_Text excerpt_
┄┄┄┄┄┄┄┄┄┄
Hampton went 14–13 with a 5.12 ERA in 2001, often succumbing to control problems. The next season, 2002, Hampton went 7–15 with his ERA climbing to 6.15. Hampton hit ten home runs and had a .300+ batting average over two seasons.

His best all-around offensive season came in 2001 with the Colorado Rockies, when he would hit .291 with seven home runs. The next year he hit three home runs and batted .344. From 1999–2003, Hampton would go on to win five consecutive Silver Slugger Awards.

Atlanta Braves

In November 2002, Hampton was traded to the Florida Marlins, then to the Atlanta Braves. Hampton won 14 games and got his ERA back down to 3.84 in 2003. He overcame a slow start in 2004 by winning 10 of his last 11 decisions and helping to propel the Braves to another division championship.

Hampton's 2005 season was limited heavily by injuries. He went 5–3 in twelve starts, but was lost for the rest of the season with an elbow injury on August 19, 2005. Hampton had Tommy John surgery on September 25, 2005 and missed the entire 2006 season rehabbing.
┄┄┄┄┄┄┄┄┄┄
_Data excerpts_
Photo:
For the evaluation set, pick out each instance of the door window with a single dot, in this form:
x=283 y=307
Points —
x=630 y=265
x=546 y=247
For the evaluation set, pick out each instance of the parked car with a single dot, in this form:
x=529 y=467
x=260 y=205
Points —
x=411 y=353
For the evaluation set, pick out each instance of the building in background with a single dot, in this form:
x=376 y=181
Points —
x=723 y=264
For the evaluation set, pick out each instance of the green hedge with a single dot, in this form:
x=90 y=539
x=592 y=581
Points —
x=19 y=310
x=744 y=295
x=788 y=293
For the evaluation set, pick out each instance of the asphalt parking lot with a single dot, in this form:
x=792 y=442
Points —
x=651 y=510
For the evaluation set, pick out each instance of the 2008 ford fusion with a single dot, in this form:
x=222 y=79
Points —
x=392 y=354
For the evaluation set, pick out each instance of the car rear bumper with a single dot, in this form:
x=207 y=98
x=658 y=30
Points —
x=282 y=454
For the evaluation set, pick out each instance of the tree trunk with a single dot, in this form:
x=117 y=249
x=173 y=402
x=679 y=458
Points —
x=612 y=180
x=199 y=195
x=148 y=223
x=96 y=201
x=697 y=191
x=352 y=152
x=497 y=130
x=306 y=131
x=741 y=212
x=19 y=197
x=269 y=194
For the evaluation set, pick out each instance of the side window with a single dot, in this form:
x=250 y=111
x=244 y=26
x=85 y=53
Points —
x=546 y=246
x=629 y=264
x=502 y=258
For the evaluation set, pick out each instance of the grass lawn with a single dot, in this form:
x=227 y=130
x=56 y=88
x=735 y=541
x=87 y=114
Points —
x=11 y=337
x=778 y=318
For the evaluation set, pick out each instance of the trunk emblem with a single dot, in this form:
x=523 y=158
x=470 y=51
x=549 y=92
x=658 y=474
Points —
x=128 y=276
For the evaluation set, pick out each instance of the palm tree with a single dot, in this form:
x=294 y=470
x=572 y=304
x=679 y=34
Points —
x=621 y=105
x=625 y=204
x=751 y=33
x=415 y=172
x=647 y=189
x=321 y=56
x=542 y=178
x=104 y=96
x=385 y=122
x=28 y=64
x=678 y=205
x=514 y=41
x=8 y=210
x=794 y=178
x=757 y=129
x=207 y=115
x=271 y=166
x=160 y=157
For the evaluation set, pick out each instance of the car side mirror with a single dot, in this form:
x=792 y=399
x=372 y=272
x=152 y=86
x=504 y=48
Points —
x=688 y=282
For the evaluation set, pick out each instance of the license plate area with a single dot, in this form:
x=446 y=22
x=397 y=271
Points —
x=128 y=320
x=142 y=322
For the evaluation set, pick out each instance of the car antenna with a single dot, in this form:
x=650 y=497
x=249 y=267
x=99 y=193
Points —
┄┄┄┄┄┄┄┄┄┄
Write the next part of the passage about Hampton's baseball career, starting right after its final sentence. The lines above are separate from the passage about Hampton's baseball career.

The Braves were hoping for Hampton to be ready to rejoin the rotation in time for the start of the 2007 season. The rehab was on schedule until Hampton tore his oblique muscle on March 7, 2007, which was to sideline him until at least May.[7] Soon after, the Braves signed Mark Redman to be a left-handed starting pitcher for them in case Hampton was not able to return to action soon. After Hampton threw a bullpen session on April 8, the Braves shut Hampton down due to recurring elbow pain and said that he would see Dr. David Altchek, who had performed his Tommy John surgery in 2005.[8] The next day, it was announced after having another left elbow procedure, that Hampton would miss the entire 2007 season.[9]

Hampton began a rehab assignment on November 22, 2007 for Navojoa of the Mexican Winter League. In the first inning, he attempted to make a play on a comebacker and left during warmups before the second inning, feeling discomfort in his hamstring. The rest of his rehab was left in doubt.[10]

However, Hampton reported to "Camp Roger" on time in late January. He threw off the mound for Bobby Cox and Roger McDowell, both of whom were impressed with Hampton's steady progress. Hampton arrived a day before pitchers and catchers were due to report at Lake Buena Vista. He ran sprints and played catch with teammates, and continued to pitch off the mound, and threw to live batters: Mark Kotsay, Tim Hudson, and Corky Miller.

On April 3, 2008, Hampton was scheduled to make his long-anticipated return to the Braves rotation in a game against the Pittsburgh Pirates. While warming up, however, Hampton strained his left pectoral muscle, and was placed on the 15-day disabled list.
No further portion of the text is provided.